DIRECTIONS FOR THIS TASK - Transcribe the passage of the text on technology and intimacy starting at "Turkle has investigated" and ending at "to be human.".

EXERCISE TEXT -

■ ■ ■ ■

Technology as the Architect of our Intimacies

History & Theory
06 Sep, 2011

Technology as the Architect of our Intimacies

Technology is the architect of our intimacies. How does the culture of always-on/always-on-you connection give shape to new relationships and sensibilities, and beyond this, to a new state of the self.

Turkle has investigated the intersection of digital technology and human relationships from the early days of personal computers to our current world of robotics, artificial intelligence, social networking and mobile connectivity. She has shown how technology doesn't just catalyze changes in what we do -- it affects how we think. In her current work, she investigates how the Internet has emerged as a new context for self-exploration and social encounter. Combined with other 21st Century technologies like psychopharmacology, robotics, nanotechnology, genetic engineering, biotechnology and artificial intelligence, it raises fundamental questions about selfhood, identity, community, and what it means to be human.

Turkle's research reveals a great paradox: technology may make connectivity easier, but it comes at a cost. Are we more alone or more together in our digital culture? As we substitute face-to-face interactions with fast-and-easy -- yet often shallow -- communication via our gadgets, the result is too often one of alienation and emotional dislocation.

Her research also raises critical questions about technology’s role in business productivity, asking whether multi-tasking actually leads to deteriorating performance in each of our tasks. Does our always connected state affect our ability to think, to be creative, and to innovate?

■ ■ ■ ■

INFORMATION -
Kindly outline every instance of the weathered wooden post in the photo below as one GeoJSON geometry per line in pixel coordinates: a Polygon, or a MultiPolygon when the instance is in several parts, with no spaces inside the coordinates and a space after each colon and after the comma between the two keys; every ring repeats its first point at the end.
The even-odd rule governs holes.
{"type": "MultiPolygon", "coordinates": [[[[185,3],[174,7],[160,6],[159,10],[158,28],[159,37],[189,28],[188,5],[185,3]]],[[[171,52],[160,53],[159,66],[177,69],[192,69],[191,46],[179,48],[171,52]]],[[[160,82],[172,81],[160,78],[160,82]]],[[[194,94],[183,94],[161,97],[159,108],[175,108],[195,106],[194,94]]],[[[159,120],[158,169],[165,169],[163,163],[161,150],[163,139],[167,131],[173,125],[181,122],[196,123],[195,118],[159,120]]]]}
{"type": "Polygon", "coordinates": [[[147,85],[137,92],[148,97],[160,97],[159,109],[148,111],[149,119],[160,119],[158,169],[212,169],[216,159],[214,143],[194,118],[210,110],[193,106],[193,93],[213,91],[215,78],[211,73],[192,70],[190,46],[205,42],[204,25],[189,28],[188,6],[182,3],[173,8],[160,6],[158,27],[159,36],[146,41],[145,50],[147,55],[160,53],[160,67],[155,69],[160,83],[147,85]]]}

■ ■ ■ ■

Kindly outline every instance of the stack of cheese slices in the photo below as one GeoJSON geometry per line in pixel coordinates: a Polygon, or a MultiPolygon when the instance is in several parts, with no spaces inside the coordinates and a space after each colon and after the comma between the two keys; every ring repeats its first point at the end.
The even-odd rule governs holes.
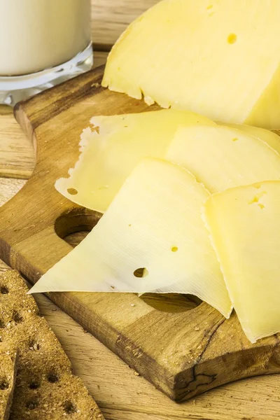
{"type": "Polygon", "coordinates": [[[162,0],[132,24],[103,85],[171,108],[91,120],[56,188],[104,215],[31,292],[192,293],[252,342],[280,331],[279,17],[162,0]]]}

■ ■ ■ ■

RESULT -
Turkle has investigated the intersection of digital technology and human relationships from the early days of personal computers to our current world of robotics, artificial intelligence, social networking and mobile connectivity. She has shown how technology doesn't just catalyze changes in what we do -- it affects how we think. In her current work, she investigates how the Internet has emerged as a new context for self-exploration and social encounter. Combined with other 21st Century technologies like psychopharmacology, robotics, nanotechnology, genetic engineering, biotechnology and artificial intelligence, it raises fundamental questions about selfhood, identity, community, and what it means to be human.